◆ Prompt:
Rewrite the lines from the one containing "Identify every instance of the white" through the end of the items, inclusive, with every "sneaker" changed to "trainer" and all other text left as is.

Pointing dataset items
■ ■ ■ ■ ■

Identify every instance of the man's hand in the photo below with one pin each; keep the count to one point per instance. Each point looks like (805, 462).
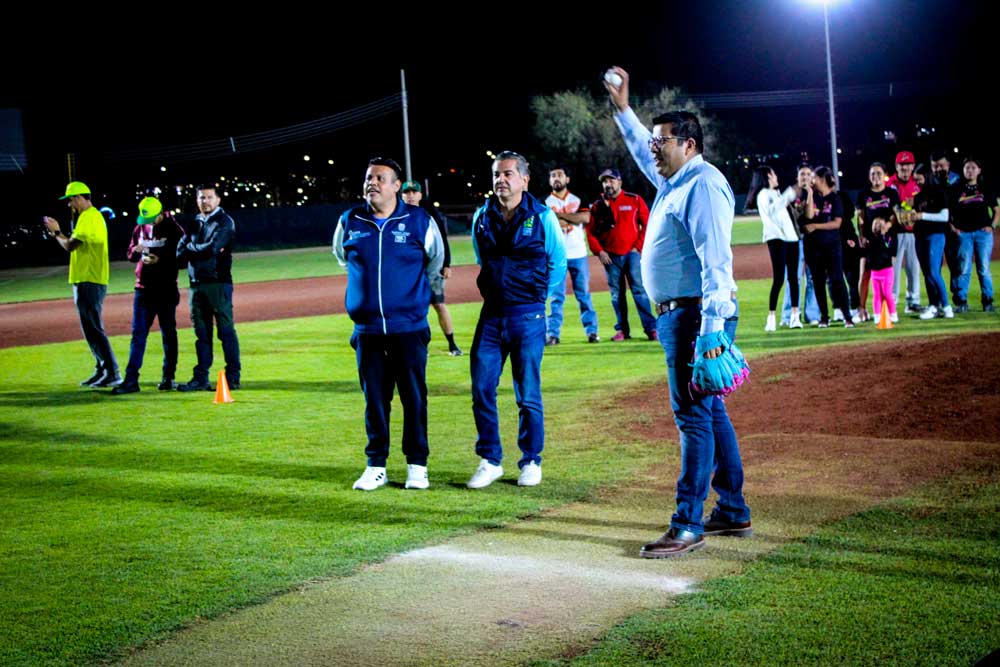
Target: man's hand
(619, 94)
(52, 226)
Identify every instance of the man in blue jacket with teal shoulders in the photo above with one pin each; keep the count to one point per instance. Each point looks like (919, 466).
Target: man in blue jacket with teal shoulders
(393, 253)
(519, 247)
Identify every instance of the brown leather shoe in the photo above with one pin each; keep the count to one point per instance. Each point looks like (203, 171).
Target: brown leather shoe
(721, 527)
(674, 542)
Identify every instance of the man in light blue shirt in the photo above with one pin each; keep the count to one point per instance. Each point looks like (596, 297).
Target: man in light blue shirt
(687, 268)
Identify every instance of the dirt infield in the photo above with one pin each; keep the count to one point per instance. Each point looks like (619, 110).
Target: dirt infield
(56, 321)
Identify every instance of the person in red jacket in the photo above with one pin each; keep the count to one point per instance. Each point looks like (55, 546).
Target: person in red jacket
(615, 234)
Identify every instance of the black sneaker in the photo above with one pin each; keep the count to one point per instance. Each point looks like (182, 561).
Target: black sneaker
(108, 380)
(195, 385)
(92, 379)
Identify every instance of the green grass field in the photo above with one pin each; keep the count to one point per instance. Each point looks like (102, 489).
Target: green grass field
(50, 282)
(125, 518)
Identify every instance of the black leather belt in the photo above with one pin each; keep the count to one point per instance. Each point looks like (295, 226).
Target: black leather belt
(674, 304)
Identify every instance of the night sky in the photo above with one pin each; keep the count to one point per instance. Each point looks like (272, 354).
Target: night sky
(115, 83)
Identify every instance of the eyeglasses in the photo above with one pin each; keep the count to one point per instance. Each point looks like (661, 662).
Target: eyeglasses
(656, 143)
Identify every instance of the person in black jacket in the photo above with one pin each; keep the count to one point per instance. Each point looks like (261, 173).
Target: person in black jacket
(208, 250)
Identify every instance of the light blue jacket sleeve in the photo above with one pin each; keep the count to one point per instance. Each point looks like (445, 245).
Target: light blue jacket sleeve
(636, 137)
(434, 249)
(555, 251)
(338, 242)
(710, 221)
(475, 222)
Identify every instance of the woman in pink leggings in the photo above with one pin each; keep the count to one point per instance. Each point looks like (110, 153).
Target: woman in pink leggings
(881, 250)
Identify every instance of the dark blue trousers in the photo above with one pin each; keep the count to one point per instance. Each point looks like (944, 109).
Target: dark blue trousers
(385, 363)
(153, 303)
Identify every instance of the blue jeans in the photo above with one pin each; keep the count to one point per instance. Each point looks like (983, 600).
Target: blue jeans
(626, 268)
(150, 304)
(579, 273)
(385, 363)
(930, 252)
(811, 306)
(906, 260)
(978, 246)
(214, 301)
(522, 338)
(89, 300)
(952, 244)
(710, 454)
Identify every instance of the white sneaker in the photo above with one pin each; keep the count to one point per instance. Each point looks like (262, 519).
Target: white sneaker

■ ■ ■ ■ ■

◆ Written response:
Identify every instance of the white trainer in the photo above with one pin each; keep the count to one point per instance. Each point looks like (262, 519).
Target: white trainer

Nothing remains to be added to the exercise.